→ Exercise brief
Rewrite the lines of the material as a numbered list, omitting any blank lines.

[Begin Exercise material]

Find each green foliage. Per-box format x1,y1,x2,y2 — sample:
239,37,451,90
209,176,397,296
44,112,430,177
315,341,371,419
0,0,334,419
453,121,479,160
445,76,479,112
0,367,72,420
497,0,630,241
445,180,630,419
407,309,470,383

[End Exercise material]

→ Task solution
1. Find each green foliage. Per-box format x1,y1,x2,y2 — sample:
2. 239,37,451,90
3. 209,176,397,296
4. 44,112,430,177
5. 315,341,371,419
6. 0,0,334,419
7. 453,121,479,160
8. 445,76,479,112
9. 0,367,72,420
10. 497,0,630,241
11. 445,180,630,419
12. 407,309,470,383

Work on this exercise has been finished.